> _WRITTEN PROBLEM_: Leave out any picture and return the remaining listing below exactly as given.

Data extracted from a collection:
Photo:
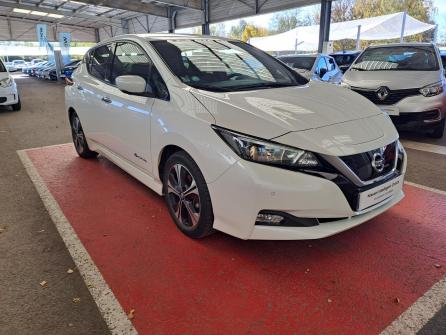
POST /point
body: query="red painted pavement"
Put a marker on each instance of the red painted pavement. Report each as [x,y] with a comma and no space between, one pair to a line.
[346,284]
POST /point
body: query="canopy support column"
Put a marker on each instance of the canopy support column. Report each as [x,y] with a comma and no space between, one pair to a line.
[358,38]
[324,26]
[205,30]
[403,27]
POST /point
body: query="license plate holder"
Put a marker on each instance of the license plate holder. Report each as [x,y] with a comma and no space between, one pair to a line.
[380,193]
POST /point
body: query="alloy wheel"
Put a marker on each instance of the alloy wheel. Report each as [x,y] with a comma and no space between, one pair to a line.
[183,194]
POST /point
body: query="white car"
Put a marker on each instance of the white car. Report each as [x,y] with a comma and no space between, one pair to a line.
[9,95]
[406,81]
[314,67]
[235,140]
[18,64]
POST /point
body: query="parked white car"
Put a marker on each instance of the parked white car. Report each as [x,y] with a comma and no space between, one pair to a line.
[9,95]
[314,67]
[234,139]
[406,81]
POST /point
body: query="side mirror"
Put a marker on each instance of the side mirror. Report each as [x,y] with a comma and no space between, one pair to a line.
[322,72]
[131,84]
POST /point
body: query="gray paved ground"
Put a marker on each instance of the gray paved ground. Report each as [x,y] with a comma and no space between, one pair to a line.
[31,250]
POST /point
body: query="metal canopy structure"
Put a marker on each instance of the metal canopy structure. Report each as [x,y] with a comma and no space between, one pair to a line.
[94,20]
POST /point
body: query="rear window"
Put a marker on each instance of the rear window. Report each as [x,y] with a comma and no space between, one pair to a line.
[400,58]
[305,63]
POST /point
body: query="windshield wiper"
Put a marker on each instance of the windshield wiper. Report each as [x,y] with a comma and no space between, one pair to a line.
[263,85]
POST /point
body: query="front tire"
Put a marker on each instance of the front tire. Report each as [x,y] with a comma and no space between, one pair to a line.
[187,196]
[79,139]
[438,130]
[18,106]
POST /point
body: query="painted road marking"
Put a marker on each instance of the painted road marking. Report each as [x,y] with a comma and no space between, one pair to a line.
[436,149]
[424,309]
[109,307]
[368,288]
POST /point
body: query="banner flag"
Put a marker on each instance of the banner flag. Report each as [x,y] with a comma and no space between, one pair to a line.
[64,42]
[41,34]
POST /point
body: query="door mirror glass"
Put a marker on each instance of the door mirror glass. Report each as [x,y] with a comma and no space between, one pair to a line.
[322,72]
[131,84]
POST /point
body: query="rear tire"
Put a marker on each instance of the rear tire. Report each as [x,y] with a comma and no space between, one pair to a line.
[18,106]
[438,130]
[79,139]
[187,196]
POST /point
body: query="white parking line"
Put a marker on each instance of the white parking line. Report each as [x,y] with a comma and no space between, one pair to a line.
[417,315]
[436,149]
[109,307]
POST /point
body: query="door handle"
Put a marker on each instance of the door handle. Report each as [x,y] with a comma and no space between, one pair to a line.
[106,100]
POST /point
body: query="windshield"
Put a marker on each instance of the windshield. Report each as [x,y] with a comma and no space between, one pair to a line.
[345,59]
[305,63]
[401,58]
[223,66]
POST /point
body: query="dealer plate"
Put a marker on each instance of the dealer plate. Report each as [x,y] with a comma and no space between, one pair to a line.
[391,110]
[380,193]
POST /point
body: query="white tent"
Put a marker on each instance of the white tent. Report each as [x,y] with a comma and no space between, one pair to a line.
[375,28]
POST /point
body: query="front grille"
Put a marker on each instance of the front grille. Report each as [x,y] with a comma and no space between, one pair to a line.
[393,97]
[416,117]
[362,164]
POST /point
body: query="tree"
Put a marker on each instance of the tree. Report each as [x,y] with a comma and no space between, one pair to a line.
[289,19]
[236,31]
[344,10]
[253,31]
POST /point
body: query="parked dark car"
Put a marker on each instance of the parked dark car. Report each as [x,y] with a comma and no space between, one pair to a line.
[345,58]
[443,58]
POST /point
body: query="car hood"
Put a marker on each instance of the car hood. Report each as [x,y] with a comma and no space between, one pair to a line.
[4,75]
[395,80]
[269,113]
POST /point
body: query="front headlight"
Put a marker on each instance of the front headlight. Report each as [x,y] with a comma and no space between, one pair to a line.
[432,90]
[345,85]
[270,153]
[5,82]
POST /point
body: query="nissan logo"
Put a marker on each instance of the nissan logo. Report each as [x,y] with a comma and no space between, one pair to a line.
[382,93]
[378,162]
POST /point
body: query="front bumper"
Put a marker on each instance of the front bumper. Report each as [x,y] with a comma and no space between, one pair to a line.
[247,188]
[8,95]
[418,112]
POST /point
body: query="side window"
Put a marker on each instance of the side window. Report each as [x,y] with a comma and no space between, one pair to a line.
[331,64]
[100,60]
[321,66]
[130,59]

> _OUTPUT OF THE TASK_:
Photo:
POST /point
body: query="red painted pavement"
Put a marker on each instance of the red painted pavement. Report each as [x,y] with a comma and no space between, one pair to a line.
[346,284]
POST /point
body: query="canopy support column"
Put a marker on each instance of the canopy support column. Report each as [x,y] with a comma and no space between, one pair to a line.
[358,38]
[324,26]
[205,30]
[403,27]
POST /point
body: query="license plate holder"
Put a marker on each instance of the license plate holder. Report each as [x,y] with a comma and no space between, one pair to a line.
[380,193]
POST /point
body: query="alloy wheel"
Put a marker on each instance of the alloy wheel. Report each as [x,y] with a comma and no space between, one pair to a line.
[183,194]
POST /point
body: query="white car"
Put a marker on each instance of the white car. Report each as [x,y] with a comma and no space between, one pair to a line.
[9,95]
[406,81]
[314,67]
[235,140]
[18,64]
POST /point
body: query="parked white car"
Put a marker on each instance of the parked white car. Report each as [x,y] with a comma and no space between, one pair to a line.
[9,95]
[314,67]
[234,139]
[406,81]
POST /point
body: query="side mirror"
Put a marker on each instance of the side mirror. Report each as [x,y] with a comma and no space between, one pair to a line.
[322,72]
[131,84]
POST /point
body: query="gray paved ground"
Put a marker on each instance of the gray paved ground. Report each as [x,y] with a comma and no space between, one pair to a line.
[31,250]
POST /point
body: query="metal canopy structure"
Put a marker on each instance of the metal canopy structure. Report each as [x,y] with a comma and no space between, one pair to a line.
[94,20]
POST /point
body: query="rear window"
Put a marker on each instance of the rear window. Report each as [x,y] with a comma and no space between, one pair to a line.
[400,58]
[305,63]
POST /point
body: query="windshield wiper"
Put a marker on each instance of the windshield wiper. Report each as [x,y] with a comma and no space between, one pair to a line.
[263,85]
POST /point
body: query="front tire"
Put a marker on each instance of the front tire. Report each as [x,y] with a comma and no space between, one pair to a line.
[187,196]
[79,139]
[438,130]
[18,106]
POST /point
body: query="painted road marking"
Put a marker on each instance of the painted road marking. Report each as [x,y] with a comma and no space between, one pair to a line.
[436,149]
[424,309]
[109,307]
[368,288]
POST /point
body: query="banner flag"
Put a marker on each instance of the banner flag. Report each as [x,y] with a comma and no space between, one pair to a line.
[64,42]
[41,34]
POST /point
body: query="door mirror glass"
Put a marker on each instance of the door mirror glass. Report each as [x,y] with a comma and no space between, one pair to a line.
[322,72]
[131,84]
POST /point
body: query="rear tire"
Put a marker on each instance of the rear tire. Report each as [x,y] with a comma and no space between, one pair to a line.
[18,106]
[438,130]
[79,139]
[187,196]
POST /point
body: query="white parking line"
Put a marker on each instance of the white parking line. Report each as [x,y] with a comma and no space between, one pair to a line.
[417,315]
[436,149]
[109,307]
POST /point
body: query="door handle"
Put a marker on each instance of the door handle. Report each as [x,y] with a comma and no space between, one pair to a line.
[106,100]
POST /point
body: query="windshield"
Put a marker on each instance of the windshield. Report each as [x,y] with a comma and no space between, one pair to a line.
[345,59]
[305,63]
[401,58]
[223,66]
POST /point
body: query="dealer plate"
Put a marker on each instance of the dealer plate. Report each as [x,y] with a comma and no space between, one pair to a line.
[391,110]
[380,193]
POST /point
body: query="white tent"
Put a marker on each instance of the white tent. Report each as [x,y] with a comma and no space between, one pair to a line.
[375,28]
POST /point
body: query="front grille"
Put a marker on each instance of the front grille. Report each as [x,y] with a comma and no space between, one pair to a line.
[393,97]
[416,117]
[362,164]
POST /point
body: query="tree"
Put a marker on each instance of the tree. Report each as [x,y] with a comma and no space between, one pair to a line.
[289,19]
[236,31]
[344,10]
[253,31]
POST /point
body: query="parked dark car"
Put a marker on each instance of the parked dark car. Report each as [x,y] with a comma and no space between, one pair to a line.
[345,58]
[443,58]
POST /point
body: query="car hood"
Put a marker on each instance of the car hood. Report each as [x,y] with a comma and no space between, one pair to a line.
[4,75]
[395,80]
[269,113]
POST /point
body: query="front headlight"
Put a marker on each instance of the front headlight. Report each as [x,y] with a comma and no space between, one pair to a line.
[432,90]
[345,85]
[270,153]
[5,82]
POST /point
body: query="nissan logo"
Put a marker on each instance of the nissan logo. Report each as [x,y] with a comma and no space between, one pair to a line.
[382,93]
[378,162]
POST /point
body: query="front bumper"
Put a marker on each instance of the front bumper. Report each as [x,y] with a comma and no space between, one pair to a line.
[247,188]
[8,95]
[418,112]
POST /point
body: query="side window"
Put a marker on each instance of the side window. Report each as [x,y] with a comma and no space between, one pair to a line.
[331,64]
[100,60]
[321,66]
[130,59]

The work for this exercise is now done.